[Available data — start]
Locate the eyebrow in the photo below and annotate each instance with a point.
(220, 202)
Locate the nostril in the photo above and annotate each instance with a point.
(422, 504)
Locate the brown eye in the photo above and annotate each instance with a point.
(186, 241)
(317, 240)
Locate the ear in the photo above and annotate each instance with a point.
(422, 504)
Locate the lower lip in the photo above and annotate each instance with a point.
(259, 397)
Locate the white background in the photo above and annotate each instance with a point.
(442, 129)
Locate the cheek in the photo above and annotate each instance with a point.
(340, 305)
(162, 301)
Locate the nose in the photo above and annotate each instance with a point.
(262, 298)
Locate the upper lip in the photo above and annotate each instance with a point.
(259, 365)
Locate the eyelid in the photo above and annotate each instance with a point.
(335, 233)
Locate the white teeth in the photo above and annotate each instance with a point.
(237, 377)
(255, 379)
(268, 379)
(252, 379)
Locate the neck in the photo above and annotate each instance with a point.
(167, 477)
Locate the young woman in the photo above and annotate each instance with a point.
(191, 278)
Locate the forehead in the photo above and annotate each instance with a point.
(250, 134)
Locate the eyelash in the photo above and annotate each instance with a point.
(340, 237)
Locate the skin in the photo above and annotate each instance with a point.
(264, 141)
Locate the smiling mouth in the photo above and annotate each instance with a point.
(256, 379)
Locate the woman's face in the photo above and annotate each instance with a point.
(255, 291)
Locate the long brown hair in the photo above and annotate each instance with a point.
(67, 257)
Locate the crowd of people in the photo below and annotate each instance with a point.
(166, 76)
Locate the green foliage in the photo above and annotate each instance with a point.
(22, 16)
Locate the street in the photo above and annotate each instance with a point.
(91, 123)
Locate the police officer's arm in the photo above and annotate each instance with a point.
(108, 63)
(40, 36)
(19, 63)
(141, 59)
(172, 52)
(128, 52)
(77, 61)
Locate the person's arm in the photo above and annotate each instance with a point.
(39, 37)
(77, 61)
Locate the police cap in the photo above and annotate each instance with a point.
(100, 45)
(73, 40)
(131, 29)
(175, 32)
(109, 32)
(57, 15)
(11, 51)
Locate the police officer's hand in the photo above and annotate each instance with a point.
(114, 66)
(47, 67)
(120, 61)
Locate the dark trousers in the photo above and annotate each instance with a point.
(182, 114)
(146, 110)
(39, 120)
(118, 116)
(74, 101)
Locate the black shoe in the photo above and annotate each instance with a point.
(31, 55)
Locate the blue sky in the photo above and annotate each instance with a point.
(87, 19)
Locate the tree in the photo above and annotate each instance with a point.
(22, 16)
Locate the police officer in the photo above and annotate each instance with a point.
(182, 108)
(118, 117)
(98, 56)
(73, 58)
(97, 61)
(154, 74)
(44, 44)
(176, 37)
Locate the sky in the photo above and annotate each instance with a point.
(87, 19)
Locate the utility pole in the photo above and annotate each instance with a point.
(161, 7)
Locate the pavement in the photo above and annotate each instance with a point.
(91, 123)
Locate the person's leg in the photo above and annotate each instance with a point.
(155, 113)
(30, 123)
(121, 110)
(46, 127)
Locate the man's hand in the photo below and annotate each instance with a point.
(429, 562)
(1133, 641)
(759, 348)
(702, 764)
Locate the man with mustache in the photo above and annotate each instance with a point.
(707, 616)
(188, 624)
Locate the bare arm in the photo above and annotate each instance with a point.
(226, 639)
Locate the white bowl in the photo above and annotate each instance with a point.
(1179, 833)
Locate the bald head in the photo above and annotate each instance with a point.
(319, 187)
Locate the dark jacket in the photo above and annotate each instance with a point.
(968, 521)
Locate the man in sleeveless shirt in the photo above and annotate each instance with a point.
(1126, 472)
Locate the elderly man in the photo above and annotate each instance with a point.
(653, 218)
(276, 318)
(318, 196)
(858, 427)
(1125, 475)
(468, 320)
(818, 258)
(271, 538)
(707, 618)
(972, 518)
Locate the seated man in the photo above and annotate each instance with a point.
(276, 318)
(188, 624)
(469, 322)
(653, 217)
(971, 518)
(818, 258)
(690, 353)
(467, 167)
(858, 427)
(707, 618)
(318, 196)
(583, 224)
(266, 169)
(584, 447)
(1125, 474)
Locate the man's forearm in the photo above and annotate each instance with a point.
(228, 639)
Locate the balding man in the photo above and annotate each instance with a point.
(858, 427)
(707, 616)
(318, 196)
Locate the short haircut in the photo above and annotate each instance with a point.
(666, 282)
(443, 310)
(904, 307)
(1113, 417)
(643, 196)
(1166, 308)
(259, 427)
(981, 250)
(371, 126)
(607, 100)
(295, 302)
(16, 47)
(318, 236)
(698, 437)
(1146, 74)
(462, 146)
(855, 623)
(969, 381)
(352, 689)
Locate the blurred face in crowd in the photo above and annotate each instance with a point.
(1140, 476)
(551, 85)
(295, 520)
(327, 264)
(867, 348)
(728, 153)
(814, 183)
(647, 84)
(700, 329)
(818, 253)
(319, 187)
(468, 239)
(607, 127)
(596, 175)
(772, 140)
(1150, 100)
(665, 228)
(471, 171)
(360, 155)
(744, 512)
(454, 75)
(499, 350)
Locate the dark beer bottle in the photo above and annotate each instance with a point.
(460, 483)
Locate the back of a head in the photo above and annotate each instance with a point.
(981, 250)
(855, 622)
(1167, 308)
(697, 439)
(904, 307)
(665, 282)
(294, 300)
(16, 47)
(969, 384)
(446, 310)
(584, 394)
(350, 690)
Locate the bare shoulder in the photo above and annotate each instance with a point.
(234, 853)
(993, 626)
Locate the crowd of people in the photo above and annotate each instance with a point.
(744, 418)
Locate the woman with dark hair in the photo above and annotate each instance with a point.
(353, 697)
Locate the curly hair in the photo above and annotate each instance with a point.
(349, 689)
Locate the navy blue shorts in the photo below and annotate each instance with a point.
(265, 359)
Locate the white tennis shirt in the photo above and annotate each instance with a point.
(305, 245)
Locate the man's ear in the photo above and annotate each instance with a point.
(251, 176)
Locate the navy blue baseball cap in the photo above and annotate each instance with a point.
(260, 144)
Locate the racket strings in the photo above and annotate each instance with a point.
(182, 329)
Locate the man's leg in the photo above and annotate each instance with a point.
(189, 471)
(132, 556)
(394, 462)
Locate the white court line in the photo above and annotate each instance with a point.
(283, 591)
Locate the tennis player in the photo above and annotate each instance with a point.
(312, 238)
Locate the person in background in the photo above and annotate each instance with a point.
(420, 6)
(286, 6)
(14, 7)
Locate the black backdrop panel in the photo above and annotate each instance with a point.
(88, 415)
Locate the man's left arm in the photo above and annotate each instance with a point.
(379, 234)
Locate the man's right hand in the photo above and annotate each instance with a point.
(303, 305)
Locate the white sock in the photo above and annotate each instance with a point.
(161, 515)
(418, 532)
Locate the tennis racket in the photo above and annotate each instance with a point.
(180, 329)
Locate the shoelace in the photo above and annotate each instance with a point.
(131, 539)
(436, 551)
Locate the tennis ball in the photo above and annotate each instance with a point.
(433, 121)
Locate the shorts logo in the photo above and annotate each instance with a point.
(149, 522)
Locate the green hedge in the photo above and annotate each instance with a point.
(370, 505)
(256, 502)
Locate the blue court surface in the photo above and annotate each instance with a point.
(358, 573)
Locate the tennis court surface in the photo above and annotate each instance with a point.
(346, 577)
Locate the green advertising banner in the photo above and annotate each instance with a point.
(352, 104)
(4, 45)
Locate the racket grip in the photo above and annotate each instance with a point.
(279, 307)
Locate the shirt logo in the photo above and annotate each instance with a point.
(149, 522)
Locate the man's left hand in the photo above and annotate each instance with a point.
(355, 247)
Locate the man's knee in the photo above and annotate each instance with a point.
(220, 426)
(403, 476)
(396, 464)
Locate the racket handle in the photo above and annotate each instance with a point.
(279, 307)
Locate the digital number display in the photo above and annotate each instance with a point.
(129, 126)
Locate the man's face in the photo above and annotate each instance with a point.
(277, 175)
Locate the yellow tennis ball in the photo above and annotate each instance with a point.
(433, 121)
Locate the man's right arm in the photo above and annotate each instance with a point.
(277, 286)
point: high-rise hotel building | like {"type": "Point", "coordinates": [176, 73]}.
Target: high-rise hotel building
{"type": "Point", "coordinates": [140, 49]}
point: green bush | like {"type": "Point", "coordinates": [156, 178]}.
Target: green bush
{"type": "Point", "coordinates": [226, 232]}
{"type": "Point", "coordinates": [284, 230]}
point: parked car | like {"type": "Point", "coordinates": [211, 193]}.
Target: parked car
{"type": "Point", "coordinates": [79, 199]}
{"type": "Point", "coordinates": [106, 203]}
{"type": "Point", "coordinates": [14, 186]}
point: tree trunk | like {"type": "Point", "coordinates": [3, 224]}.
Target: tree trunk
[Available data — finish]
* [Task statement]: Go through the entries above and report each line with the string "like" in it.

* [Exercise answer]:
point: high-rise hotel building | like {"type": "Point", "coordinates": [176, 73]}.
point: green bush | like {"type": "Point", "coordinates": [156, 178]}.
point: parked car | like {"type": "Point", "coordinates": [211, 193]}.
point: tree trunk | like {"type": "Point", "coordinates": [3, 224]}.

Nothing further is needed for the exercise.